GIVEN INSTRUCTION
Copy out, word for word, the lines from the one containing "For practice, label the player's shoulder" through the end of the lines below.

Excerpts of pointing data:
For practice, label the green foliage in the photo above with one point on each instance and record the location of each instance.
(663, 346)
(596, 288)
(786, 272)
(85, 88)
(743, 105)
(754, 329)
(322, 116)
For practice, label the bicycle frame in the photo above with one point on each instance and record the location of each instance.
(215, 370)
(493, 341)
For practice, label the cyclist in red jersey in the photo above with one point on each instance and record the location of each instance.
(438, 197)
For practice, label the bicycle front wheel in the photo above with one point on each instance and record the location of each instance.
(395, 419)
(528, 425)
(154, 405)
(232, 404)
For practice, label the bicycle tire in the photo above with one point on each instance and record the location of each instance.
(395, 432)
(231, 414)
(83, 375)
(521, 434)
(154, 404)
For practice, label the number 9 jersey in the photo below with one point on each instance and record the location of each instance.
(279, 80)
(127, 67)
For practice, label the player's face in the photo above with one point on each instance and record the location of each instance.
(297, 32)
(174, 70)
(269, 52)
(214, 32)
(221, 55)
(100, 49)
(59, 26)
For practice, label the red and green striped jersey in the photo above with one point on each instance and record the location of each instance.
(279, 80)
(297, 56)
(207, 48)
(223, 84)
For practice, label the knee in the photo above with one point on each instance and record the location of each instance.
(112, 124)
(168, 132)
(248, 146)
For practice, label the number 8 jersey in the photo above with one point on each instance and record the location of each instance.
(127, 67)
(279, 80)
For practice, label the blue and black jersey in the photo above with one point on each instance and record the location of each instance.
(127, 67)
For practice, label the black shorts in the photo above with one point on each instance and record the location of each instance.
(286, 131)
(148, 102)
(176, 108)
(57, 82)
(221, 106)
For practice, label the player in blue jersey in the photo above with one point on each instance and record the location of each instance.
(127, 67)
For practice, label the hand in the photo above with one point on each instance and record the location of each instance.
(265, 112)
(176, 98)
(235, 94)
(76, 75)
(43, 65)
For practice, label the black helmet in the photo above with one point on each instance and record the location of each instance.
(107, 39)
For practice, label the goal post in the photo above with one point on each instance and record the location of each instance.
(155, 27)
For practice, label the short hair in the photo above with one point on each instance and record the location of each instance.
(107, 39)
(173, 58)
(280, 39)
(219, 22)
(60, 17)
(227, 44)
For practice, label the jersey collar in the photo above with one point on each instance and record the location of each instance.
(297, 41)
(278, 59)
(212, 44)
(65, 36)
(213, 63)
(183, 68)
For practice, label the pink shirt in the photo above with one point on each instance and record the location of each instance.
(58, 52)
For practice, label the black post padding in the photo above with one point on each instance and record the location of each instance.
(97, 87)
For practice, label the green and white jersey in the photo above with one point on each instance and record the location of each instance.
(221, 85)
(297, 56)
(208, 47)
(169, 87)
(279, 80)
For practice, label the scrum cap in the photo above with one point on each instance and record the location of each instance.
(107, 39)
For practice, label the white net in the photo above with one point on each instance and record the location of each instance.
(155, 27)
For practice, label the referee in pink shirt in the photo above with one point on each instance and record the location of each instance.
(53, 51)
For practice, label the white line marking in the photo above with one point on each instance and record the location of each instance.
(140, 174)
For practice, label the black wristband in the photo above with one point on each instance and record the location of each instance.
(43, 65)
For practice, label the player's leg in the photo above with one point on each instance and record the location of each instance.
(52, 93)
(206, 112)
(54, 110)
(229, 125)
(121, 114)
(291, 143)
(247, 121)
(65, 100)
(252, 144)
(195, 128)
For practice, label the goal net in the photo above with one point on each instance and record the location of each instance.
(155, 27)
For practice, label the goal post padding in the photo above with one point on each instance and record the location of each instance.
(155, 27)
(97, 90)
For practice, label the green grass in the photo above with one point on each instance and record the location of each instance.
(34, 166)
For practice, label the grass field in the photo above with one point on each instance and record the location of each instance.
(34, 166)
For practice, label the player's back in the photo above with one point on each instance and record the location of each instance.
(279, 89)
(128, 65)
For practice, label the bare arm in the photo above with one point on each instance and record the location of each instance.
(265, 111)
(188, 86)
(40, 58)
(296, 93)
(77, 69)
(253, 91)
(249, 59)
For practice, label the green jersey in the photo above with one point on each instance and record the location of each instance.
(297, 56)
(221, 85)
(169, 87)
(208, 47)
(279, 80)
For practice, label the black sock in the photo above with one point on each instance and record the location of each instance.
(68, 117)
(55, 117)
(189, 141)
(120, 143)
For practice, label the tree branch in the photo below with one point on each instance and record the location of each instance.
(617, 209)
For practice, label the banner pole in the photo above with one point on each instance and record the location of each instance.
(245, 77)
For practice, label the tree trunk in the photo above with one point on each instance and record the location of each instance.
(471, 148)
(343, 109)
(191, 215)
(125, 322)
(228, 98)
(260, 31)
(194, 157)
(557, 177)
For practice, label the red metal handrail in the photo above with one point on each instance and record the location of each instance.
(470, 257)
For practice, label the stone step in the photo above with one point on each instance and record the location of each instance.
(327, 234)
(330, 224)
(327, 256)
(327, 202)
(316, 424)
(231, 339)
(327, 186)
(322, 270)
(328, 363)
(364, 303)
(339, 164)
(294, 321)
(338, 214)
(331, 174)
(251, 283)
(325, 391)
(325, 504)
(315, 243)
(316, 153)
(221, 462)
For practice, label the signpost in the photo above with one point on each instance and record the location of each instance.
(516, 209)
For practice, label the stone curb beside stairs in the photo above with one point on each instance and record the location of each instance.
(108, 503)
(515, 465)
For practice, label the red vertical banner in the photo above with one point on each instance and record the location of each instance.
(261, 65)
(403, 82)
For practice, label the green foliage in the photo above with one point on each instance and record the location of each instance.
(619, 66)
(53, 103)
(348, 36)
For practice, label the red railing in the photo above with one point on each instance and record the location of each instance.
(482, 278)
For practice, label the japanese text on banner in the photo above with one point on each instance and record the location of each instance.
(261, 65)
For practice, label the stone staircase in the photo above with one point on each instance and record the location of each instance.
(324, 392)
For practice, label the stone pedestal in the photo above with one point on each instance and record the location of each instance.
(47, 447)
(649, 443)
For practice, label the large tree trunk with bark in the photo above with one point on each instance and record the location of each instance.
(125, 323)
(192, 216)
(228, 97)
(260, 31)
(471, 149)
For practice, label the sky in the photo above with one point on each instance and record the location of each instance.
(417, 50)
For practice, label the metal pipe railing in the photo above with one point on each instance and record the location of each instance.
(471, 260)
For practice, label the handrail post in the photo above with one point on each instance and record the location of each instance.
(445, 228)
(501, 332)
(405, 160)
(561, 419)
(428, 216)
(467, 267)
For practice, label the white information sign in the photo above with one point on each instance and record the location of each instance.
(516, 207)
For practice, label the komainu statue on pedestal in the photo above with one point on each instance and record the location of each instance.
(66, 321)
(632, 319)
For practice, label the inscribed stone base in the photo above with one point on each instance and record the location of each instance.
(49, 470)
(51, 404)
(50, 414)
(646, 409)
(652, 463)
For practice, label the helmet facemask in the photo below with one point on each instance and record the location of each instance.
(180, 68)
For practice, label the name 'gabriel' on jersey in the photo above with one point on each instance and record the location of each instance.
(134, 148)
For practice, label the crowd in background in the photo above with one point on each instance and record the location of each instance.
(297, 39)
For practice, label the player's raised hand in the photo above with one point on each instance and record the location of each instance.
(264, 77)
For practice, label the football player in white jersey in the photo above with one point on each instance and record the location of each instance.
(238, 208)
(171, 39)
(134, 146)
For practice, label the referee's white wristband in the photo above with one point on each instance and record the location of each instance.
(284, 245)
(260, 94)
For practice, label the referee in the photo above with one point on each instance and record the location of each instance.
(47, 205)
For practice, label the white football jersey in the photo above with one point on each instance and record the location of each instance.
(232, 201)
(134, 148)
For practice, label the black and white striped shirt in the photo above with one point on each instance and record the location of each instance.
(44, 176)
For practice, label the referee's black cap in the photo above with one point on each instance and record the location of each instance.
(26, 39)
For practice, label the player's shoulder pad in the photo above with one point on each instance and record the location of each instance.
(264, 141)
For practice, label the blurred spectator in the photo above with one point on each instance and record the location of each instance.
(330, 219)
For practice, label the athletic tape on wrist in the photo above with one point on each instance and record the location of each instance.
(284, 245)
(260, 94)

RESULT OF THE EXERCISE
For practice, label the player's shoulder pad in the photo above with one point on each instance and record the location of each instance.
(264, 141)
For practice, label the blurred spectator in the photo above with one point on each instance and record the location of each instance.
(330, 219)
For practice, label the athletic tape on wrist in the photo above with one point on each instance and record the location of each instance.
(284, 245)
(260, 94)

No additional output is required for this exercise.